Excerpted text.
┌──

The directors of Yue Yuen Industrial (Holdings) Limited (the "Company") are pleased to announce the results of the Company and its subsidiaries (collectively referred to as the "Group") for the year ended 30th September, 1997 with comparative figures for the previous year as follows:


Notes:

1. BASIS OF PREPARATION OF FINANCIAL STATEMENTS

During the year, the Group changed its reporting currency for the preparation of the financial statements from Hong Kong dollars to United States dollars ("USD"). USD is the currency in which the majority of the Group's transactions are denominated and the Directors consider that the change will result in a more appropriate presentation of the Group's transactions in the financial statements. Comparative figures have been restated as if the financial statements had always been presented in USD. This change in reporting currency has no significant impact on the financial position of the Group or the Company either at 30th September, 1996 or 30th September, 1997, or on the results or cash flows of the Group for the years then ended.

2. TAXATION


A substantial portion of the Group's profits neither arose in, nor was derived from, Hong Kong and therefore was not subject to Hong Kong Profits Tax.

Overseas taxation is calculated at the rates prevailing in the respective jurisdictions.

3. DIVIDENDS

The directors propose to pay a final dividend of Hong Kong 35 cents per share for the year ended 30th September, 1997 to members whose names appear on the Register of Members of the Company on 25th March, 1998. Subject to approval at the forthcoming annual general meeting, dividend warrants will be sent to members on or before 1st April, 1998.


* The dividend per share figure for 1996 has been restated to reflect the effect of the consolidation of shares.

The amount of the final dividend proposed for the year ended 30th September, 1997 has been calculated by reference to 670,382,953 shares in issue as at the date of this report.

4. EARNINGS PER SHARE

The calculation of the basic earnings per share is based on the profit attributable to shareholders of US$157,670,000 (1996: US$98,762,000) and the weighted average of 667,807,648 (1996: 501,948,965) shares in issue during the year after adjusting for the effect of the consolidation of shares.

The calculation of the fully diluted earnings per share is based on the adjusted profit attributable to shareholders of US$160,493,000 (1996: US$100,271,000) and on the assumption that all outstanding share options were exercised at the beginning of the year or the date of grant, if later, and that the subscription proceeds had been placed on fixed deposits with a leading bank to earn interest and on the adjusted weighted average of 718,061,985 (1996: 537,148,965) shares in issue and issuable after adjusting for the effect of the consolidation of shares.

The earnings per share figure for 1996 has been restated to reflect the effect of the consolidation of shares.

└──

Data records.
┌──

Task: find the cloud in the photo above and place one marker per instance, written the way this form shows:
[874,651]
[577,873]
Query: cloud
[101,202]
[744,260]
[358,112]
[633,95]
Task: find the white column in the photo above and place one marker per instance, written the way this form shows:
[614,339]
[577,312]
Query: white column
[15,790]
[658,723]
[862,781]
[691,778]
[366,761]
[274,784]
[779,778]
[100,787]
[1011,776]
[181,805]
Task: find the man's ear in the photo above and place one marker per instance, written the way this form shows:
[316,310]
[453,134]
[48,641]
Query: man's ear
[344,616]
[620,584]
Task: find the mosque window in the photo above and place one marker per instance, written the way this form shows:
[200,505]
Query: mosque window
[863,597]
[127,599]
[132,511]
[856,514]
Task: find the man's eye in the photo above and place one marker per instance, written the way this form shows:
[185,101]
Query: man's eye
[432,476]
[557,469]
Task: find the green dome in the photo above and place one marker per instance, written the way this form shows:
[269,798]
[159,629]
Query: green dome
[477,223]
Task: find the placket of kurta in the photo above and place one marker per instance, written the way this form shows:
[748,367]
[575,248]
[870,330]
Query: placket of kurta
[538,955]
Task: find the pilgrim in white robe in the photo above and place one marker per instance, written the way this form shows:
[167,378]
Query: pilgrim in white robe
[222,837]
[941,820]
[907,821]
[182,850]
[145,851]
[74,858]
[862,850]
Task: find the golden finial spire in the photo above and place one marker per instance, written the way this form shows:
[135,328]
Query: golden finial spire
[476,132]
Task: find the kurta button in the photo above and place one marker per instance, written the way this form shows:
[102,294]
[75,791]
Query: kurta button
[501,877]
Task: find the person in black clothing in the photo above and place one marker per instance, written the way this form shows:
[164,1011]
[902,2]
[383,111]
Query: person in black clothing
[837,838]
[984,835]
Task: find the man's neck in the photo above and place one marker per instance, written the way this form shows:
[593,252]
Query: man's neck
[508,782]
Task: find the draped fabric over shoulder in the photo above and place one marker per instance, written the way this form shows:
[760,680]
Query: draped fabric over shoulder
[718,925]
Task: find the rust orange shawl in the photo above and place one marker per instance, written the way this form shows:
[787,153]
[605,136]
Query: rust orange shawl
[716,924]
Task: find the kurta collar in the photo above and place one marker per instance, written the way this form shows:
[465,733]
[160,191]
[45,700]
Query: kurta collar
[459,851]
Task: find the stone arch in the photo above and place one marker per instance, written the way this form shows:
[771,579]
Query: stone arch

└──

Requests.
1/ Copy out the part of the results announcement that opens with the words containing "A substantial portion" and closes with "Kong Profits Tax.".
2/ Answer these questions from the results announcement.
(a) To which currency did the Group change its reporting currency during the year?
(b) What final dividend per share do the directors propose for the year ended 30th September, 1997?
(c) What profit attributable to shareholders is the 1997 basic earnings per share based on?
The data records are separate material, apart from the results announcement.

Exercise responses.
1/
A substantial portion of the Group's profits neither arose in, nor was derived from, Hong Kong and therefore was not subject to Hong Kong Profits Tax.

2/
(a) United States dollars (USD).
(b) Hong Kong 35 cents per share.
(c) US$157,670,000.